**GOALS:**
A - In the book review, substitute "Toronto" for "Ottawa" and write out the passage from "SNOW JOB by" to "missing suspected assassin.".
B - According to the review of SNOW JOB, which award had APRIL FOOL won?

**SOURCE DOCUMENT:**
========

Friday, May 5, 2017

Review: SNOW JOB

SNOW JOB by William Deverell (McClelland & Stewart, 2009)

Reviewed by Craig Sisterson

Arthur Beauchamp has followed his wife, the leader and first elected member of the Green Party, to Ottawa. 

But he hates it there: the cold, the politics, and his place in his wife’s shadow. So when a delegation of government officials from Bhashyistan is blown sky high on Bronson Avenue and the shares of a Calgary-based oil company promptly drop like a stone, Arthur is only too happy to jump to the defence of the missing suspected assassin. 

Deverell’s latest Arthur Beauchamp novel cranks the wily old lawyer’s adventures up several notches, and then some. It’s wildly imaginative, utterly Canadian, and irresistibly funny.

I've been a big fan of William Deverell's crime novels ever since I met him at a Vancouver Library event back in early 2008, and grabbed a copy of APRIL FOOL, which had won the Arthur Ellis Award for Best Novel (the Canadian crime writing award).

It took me a little while to settle into Deverell's style when I read that book - it's different to most other crime fiction - but once I did I really loved the adventures of Arthur Beauchamp, a Denny Crane-esque trying-to-be-retired legal legend. Deverell melds quirky characters, witty dialogue, contemporary themes, satire, crime, and literary touches into a richly authentic Canadian setting.

SNOW JOB is the fourth of trial lawyer turned novelist Deverell's six Beauchamp books (out of 18 novels in total since 1979), and in this one the man many consider the doyen of Canadian crime writing really ramps up the satirical touches. There's a madcap sort of feel to the book, which I found really enjoyable but may be a bit marmite-y for some crime fans (ie you love it or hate it).

========

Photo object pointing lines
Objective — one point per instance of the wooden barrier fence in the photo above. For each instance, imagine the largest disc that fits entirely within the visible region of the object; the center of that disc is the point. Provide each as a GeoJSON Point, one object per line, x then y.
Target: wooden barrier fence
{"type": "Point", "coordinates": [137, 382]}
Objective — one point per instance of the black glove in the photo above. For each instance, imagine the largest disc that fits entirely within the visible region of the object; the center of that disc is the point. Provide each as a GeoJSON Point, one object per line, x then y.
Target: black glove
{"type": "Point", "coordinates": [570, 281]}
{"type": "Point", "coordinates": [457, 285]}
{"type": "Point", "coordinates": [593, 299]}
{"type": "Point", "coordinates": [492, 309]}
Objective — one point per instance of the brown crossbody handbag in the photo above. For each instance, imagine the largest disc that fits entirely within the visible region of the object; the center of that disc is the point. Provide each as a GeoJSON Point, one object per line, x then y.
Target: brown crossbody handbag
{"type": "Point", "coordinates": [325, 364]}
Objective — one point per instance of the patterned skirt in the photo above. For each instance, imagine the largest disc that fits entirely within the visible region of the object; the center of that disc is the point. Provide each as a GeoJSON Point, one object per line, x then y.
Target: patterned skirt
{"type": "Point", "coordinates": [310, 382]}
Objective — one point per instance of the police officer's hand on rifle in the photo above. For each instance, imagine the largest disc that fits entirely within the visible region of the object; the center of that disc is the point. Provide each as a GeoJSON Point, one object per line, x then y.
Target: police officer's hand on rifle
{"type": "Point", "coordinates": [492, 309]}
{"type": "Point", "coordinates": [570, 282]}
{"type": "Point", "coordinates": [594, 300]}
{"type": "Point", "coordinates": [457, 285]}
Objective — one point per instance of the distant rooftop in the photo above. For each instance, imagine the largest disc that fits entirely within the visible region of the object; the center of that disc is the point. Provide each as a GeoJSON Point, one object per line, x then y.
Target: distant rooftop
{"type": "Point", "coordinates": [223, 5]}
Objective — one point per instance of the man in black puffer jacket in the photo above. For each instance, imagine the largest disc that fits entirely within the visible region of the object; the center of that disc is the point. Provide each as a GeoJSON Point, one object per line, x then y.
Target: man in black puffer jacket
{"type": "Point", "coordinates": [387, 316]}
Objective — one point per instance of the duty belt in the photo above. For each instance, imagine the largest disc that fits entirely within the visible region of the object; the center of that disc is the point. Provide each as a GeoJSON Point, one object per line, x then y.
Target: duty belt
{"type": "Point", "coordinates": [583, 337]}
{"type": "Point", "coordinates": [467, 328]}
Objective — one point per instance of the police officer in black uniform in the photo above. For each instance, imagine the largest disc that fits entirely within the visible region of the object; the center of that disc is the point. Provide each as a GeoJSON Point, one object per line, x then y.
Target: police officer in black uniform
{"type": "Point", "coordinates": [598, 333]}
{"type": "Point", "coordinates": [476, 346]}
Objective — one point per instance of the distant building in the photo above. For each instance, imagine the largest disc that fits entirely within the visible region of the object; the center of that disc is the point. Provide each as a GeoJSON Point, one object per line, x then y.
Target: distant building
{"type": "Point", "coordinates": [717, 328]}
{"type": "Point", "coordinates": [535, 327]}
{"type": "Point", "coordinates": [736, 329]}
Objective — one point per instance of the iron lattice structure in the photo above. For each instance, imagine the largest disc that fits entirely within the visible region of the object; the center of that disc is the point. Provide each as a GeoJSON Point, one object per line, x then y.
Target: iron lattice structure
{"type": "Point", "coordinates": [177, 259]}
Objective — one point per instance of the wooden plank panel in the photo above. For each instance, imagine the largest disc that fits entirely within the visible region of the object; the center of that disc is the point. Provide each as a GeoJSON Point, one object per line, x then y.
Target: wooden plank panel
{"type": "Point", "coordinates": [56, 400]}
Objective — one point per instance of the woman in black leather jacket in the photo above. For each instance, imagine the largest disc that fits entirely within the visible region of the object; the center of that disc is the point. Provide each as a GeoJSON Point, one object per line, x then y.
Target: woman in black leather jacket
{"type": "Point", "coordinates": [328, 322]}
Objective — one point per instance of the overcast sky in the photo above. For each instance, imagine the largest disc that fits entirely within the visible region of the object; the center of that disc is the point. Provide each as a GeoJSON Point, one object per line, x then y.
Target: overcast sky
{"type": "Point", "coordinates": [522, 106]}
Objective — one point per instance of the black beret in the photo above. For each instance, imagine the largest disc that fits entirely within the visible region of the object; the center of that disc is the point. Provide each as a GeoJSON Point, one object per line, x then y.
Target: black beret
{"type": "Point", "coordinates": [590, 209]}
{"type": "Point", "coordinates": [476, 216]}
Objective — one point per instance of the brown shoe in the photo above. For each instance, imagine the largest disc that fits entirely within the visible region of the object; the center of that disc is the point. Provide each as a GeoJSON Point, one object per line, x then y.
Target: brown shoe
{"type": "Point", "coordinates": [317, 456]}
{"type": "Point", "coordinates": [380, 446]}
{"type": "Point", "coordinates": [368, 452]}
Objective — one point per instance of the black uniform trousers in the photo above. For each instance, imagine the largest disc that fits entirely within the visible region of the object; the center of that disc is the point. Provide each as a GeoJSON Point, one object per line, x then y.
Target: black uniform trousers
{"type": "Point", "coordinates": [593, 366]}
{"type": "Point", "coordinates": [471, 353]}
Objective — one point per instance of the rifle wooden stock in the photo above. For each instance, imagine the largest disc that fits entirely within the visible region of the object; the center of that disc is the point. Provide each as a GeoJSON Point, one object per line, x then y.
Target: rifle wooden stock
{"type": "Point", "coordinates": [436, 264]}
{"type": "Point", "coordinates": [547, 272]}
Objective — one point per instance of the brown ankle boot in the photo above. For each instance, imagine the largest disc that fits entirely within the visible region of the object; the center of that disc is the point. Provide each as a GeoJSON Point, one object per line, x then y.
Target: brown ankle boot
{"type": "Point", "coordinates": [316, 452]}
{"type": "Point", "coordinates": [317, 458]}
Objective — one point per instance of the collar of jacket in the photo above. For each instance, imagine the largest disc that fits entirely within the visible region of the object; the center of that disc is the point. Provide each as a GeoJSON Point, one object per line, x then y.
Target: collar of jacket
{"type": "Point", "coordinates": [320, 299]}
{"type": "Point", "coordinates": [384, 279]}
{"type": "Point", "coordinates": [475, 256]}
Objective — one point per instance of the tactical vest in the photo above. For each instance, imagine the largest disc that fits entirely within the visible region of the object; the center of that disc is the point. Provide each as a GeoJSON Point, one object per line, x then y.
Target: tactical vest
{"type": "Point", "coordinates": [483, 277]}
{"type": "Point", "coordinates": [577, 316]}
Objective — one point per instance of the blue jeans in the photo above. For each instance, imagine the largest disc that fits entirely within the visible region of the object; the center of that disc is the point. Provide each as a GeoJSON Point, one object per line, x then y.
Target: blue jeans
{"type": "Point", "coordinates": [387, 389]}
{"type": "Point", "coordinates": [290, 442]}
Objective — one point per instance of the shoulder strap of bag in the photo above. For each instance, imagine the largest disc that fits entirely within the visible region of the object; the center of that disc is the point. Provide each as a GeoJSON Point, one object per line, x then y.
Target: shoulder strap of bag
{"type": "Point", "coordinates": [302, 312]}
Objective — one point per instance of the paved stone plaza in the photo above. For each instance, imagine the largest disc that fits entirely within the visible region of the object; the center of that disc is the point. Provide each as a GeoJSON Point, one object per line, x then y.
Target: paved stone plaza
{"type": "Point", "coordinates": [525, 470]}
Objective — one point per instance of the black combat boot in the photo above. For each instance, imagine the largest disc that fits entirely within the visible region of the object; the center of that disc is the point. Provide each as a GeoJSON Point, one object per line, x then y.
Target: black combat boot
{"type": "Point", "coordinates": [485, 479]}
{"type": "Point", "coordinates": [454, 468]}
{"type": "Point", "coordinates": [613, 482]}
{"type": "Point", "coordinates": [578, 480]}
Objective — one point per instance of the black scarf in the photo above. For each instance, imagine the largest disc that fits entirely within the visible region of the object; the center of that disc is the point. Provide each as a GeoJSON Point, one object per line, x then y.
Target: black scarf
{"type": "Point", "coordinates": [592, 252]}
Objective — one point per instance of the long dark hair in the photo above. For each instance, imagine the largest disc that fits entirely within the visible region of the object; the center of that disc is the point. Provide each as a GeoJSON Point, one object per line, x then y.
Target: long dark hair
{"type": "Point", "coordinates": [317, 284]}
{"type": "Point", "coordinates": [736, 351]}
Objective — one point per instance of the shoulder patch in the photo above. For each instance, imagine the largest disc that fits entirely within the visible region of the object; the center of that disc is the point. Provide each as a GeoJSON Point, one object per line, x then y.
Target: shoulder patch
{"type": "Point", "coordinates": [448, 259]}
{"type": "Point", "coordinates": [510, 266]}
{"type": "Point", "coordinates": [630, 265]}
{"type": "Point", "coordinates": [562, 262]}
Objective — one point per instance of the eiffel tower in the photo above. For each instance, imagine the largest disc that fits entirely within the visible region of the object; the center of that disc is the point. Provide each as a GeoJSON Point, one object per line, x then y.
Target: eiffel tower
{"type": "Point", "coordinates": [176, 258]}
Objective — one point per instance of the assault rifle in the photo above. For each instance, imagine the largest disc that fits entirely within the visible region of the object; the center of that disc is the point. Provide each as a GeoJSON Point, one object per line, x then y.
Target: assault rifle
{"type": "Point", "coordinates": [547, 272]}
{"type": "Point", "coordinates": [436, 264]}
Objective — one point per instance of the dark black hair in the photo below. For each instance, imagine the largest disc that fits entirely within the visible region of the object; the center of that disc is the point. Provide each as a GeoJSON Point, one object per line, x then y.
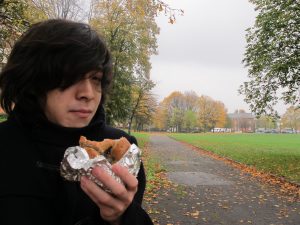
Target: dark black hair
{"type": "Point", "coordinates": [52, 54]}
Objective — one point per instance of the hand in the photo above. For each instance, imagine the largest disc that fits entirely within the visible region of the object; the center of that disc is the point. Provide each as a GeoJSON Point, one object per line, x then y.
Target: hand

========

**CORRECT ANSWERS:**
A -
SNOW JOB by William Deverell (McClelland & Stewart, 2009)

Reviewed by Craig Sisterson

Arthur Beauchamp has followed his wife, the leader and first elected member of the Green Party, to Toronto. 

But he hates it there: the cold, the politics, and his place in his wife’s shadow. So when a delegation of government officials from Bhashyistan is blown sky high on Bronson Avenue and the shares of a Calgary-based oil company promptly drop like a stone, Arthur is only too happy to jump to the defence of the missing suspected assassin.

B - The Arthur Ellis Award for Best Novel